• _RECORDS SHOWN_
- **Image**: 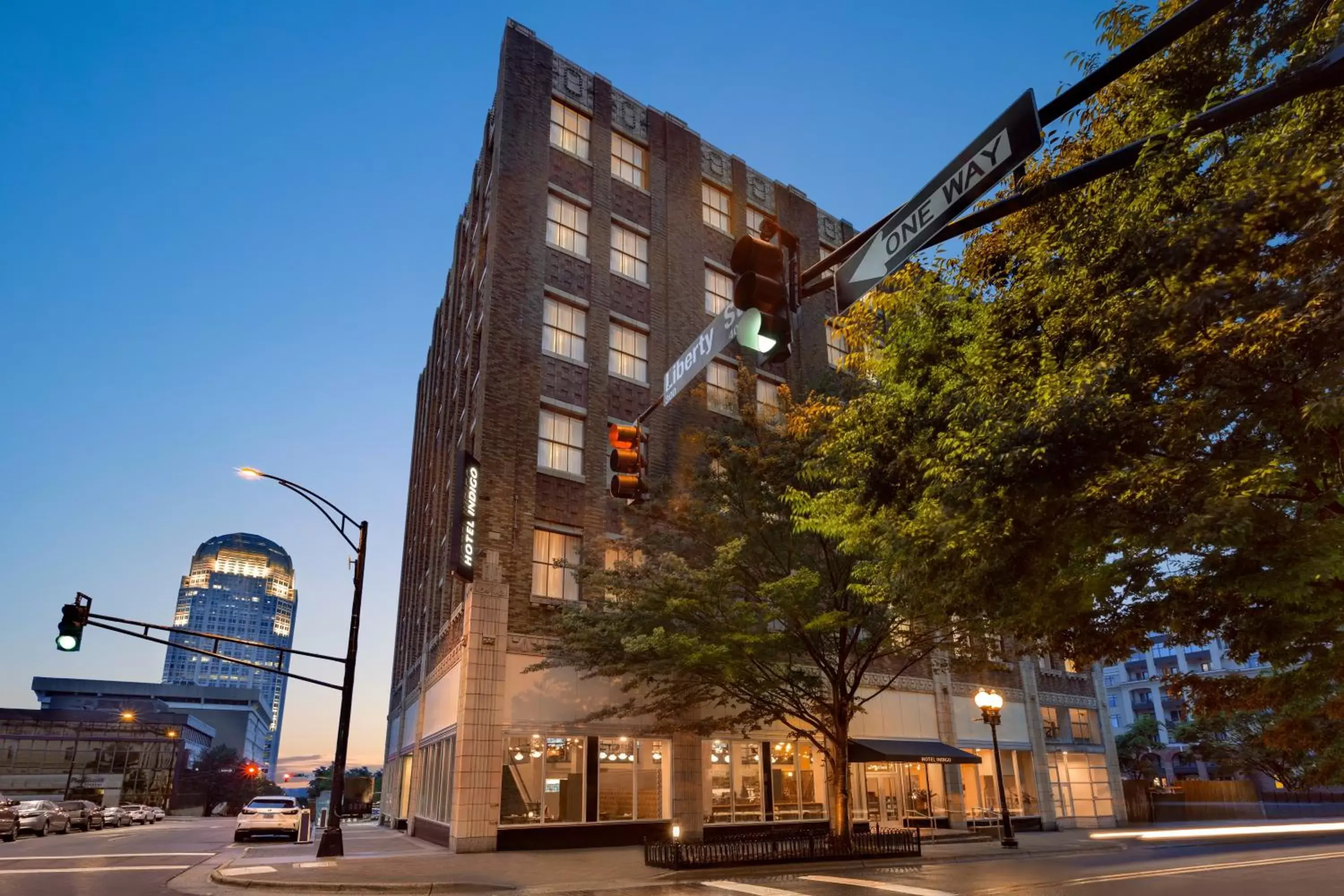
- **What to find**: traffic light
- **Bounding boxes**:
[606,423,649,504]
[731,235,792,364]
[56,598,89,653]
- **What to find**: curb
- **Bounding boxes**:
[210,842,1125,896]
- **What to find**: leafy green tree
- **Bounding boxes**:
[539,371,989,837]
[796,0,1344,780]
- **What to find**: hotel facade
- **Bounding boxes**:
[383,22,1124,852]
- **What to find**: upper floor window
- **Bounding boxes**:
[551,99,589,159]
[704,362,738,417]
[704,265,732,314]
[607,321,649,383]
[612,224,649,284]
[546,194,587,258]
[542,297,587,362]
[536,409,583,475]
[612,133,645,190]
[700,181,732,234]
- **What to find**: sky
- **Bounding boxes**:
[0,0,1107,771]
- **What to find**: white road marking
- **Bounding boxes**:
[0,870,191,874]
[801,874,953,896]
[219,865,276,877]
[700,880,804,896]
[0,853,215,862]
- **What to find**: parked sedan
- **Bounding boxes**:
[19,799,70,837]
[56,799,102,830]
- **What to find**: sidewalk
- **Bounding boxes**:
[210,826,1122,893]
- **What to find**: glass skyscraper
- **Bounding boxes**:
[163,532,298,774]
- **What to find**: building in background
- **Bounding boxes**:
[32,677,270,764]
[1103,633,1270,780]
[383,22,1124,852]
[0,706,215,809]
[163,532,298,774]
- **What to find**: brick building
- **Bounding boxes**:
[383,22,1122,852]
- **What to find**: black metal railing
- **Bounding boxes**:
[644,827,919,870]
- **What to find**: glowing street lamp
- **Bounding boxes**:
[976,688,1017,849]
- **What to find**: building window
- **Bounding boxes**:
[704,362,738,417]
[827,321,849,370]
[757,376,784,425]
[551,99,589,159]
[747,206,770,238]
[612,133,644,190]
[546,194,587,258]
[606,321,649,383]
[532,529,583,600]
[612,224,649,284]
[542,298,587,362]
[536,409,583,475]
[704,266,732,317]
[700,183,732,234]
[500,735,586,826]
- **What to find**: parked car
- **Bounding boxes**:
[0,794,19,844]
[19,799,70,837]
[102,806,130,827]
[56,799,102,830]
[234,797,298,844]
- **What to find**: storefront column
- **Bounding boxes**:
[449,549,508,853]
[1093,662,1129,826]
[1017,657,1059,830]
[931,653,974,827]
[672,732,704,840]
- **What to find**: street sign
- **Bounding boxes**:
[663,302,742,407]
[836,90,1042,310]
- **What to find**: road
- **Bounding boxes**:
[0,818,234,896]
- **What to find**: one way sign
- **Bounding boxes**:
[836,90,1042,310]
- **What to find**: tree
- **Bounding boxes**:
[536,371,989,837]
[800,0,1344,780]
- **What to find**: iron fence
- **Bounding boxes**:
[644,827,919,870]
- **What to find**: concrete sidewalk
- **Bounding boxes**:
[210,826,1122,893]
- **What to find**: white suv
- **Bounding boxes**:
[234,797,298,844]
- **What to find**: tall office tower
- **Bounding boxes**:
[163,532,298,772]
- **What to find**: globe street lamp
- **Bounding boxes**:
[976,688,1017,849]
[238,466,368,858]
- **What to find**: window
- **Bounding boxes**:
[612,224,649,284]
[606,321,649,383]
[700,183,732,234]
[704,266,732,316]
[757,376,784,423]
[542,298,587,362]
[747,206,770,237]
[551,99,589,159]
[532,529,583,600]
[827,321,849,370]
[704,362,738,417]
[546,194,587,258]
[612,132,644,190]
[536,409,583,475]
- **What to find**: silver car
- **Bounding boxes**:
[16,799,70,837]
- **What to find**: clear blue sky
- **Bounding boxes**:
[0,0,1107,767]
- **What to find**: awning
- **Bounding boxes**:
[849,739,980,764]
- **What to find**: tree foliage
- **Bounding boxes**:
[797,0,1344,779]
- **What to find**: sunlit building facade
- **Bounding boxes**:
[163,532,298,771]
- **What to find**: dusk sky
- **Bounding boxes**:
[0,0,1109,771]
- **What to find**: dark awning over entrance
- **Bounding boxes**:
[849,739,980,764]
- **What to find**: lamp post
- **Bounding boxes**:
[238,466,368,858]
[976,688,1017,849]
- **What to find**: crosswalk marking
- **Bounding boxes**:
[801,874,953,896]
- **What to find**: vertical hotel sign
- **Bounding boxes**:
[453,451,481,582]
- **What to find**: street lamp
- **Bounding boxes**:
[238,466,368,858]
[976,688,1017,849]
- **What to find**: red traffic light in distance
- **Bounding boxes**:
[606,423,649,504]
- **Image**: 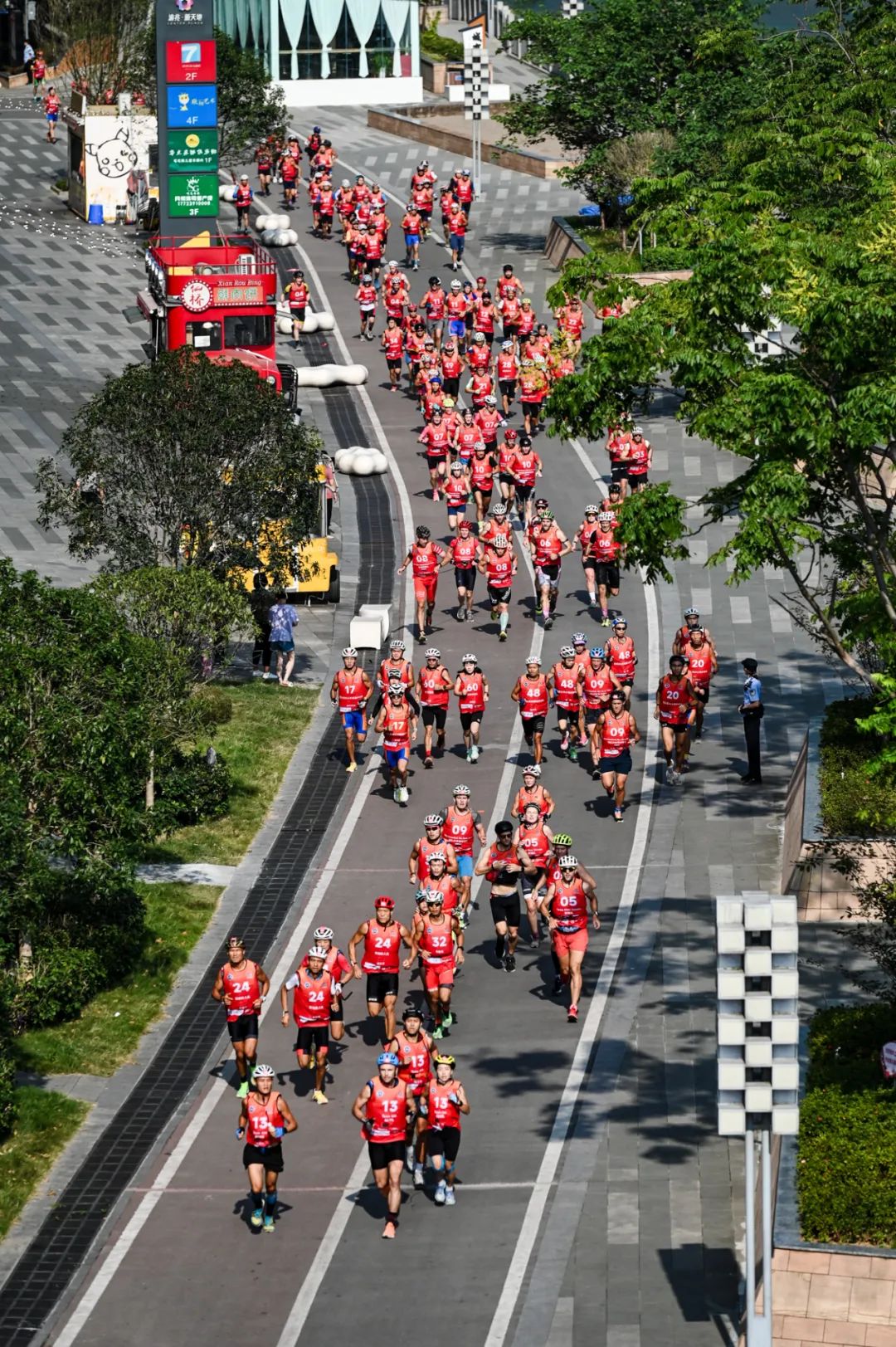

• _REQUEST_
List every line above that contains the word "traffic".

• _RESULT FOR THIS EXERCISE_
- **What to find**: traffic light
- **What to find**: red traffic light in distance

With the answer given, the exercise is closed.